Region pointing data
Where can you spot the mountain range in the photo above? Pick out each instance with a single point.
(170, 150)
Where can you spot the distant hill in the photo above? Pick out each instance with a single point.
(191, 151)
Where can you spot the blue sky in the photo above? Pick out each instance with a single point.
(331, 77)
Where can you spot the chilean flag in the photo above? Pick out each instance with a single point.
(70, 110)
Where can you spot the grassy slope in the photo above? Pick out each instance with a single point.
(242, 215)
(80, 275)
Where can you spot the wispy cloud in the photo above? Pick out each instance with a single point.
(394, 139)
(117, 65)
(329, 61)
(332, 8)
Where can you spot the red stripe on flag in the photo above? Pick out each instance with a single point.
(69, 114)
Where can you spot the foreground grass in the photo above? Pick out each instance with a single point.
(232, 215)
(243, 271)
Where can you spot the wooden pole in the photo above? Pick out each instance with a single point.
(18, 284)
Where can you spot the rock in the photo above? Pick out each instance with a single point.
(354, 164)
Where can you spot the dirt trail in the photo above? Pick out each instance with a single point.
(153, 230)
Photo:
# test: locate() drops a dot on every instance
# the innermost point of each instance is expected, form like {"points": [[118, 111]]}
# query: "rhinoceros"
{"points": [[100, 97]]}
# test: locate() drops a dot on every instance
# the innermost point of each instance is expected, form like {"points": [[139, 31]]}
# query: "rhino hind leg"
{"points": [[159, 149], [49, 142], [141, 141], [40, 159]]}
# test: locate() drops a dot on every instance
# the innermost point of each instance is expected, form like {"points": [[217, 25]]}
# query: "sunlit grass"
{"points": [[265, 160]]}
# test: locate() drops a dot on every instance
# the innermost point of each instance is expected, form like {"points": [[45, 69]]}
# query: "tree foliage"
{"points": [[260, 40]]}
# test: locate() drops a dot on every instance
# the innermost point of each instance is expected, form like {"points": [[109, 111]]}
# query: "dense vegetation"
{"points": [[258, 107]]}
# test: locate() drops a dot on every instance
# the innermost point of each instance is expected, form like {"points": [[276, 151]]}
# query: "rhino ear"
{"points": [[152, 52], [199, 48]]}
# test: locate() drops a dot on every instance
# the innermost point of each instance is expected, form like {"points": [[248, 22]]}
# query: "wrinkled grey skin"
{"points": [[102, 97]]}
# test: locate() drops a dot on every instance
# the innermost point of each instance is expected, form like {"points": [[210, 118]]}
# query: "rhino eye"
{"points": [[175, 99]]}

▸ **What needs to be done**
Return the entries above in full and exactly as written.

▸ **Exercise solution**
Where can you spot the mountain range in the photo above? Pick out each instance with a single point.
(170, 150)
Where can you spot the distant hill in the photo above? Pick out each instance with a single point.
(191, 151)
Where can you spot the blue sky in the photo above? Pick out each instance with a single point.
(331, 77)
Where can you spot the chilean flag in the photo above? Pick out each instance with a single point.
(70, 110)
Where can you spot the grassy slope in the photo above? Pick out each instance with a single point.
(242, 215)
(80, 275)
Where can you spot the wispy cloud in the photo above? Pick out each instance with a single point.
(394, 139)
(117, 65)
(329, 61)
(332, 8)
Where can you spot the red stripe on flag in the photo above? Pick out each instance with a single point.
(69, 114)
Where can you spot the foreground grass in the photo above? Pick out each instance with a single point.
(232, 215)
(243, 271)
Where can you spot the wooden pole in the photo above? Pick out each instance with a single point.
(18, 284)
Where can you spot the rock in the photo above? Pick out each instance with a single point.
(354, 164)
Where can you spot the dirt trail in the photo above? Pick out each instance with a single point.
(153, 230)
Photo:
# test: locate() drops a dot on every instance
# the innermost point of each instance is expected, form like {"points": [[118, 111]]}
# query: "rhinoceros"
{"points": [[100, 97]]}
# test: locate() drops a dot on every instance
# the innermost point of each instance is expected, form like {"points": [[139, 31]]}
# query: "rhino hind leg"
{"points": [[159, 149], [49, 142], [141, 141], [40, 159]]}
# test: locate() drops a dot on every instance
# the innermost point of each instance is expected, form like {"points": [[217, 25]]}
# query: "sunlit grass"
{"points": [[265, 160]]}
# test: locate() drops a dot on every instance
# the innermost point of each instance is expected, form like {"points": [[45, 69]]}
# query: "tree foliage"
{"points": [[260, 40]]}
# test: locate() drops a dot on every instance
# the innermost point of each instance is expected, form like {"points": [[109, 111]]}
# query: "dense vegetation"
{"points": [[258, 107]]}
# test: locate() drops a dot on every instance
# the innermost point of each instance is expected, form like {"points": [[276, 151]]}
# query: "rhino ear"
{"points": [[152, 52], [199, 48]]}
# test: locate() drops a dot on every instance
# the innermost point of each instance is expected, form like {"points": [[248, 22]]}
# query: "wrinkled grey skin"
{"points": [[102, 97]]}
# test: locate() drops a dot on every instance
# the innermost point of each instance is expected, form like {"points": [[210, 118]]}
# query: "rhino eye"
{"points": [[175, 99]]}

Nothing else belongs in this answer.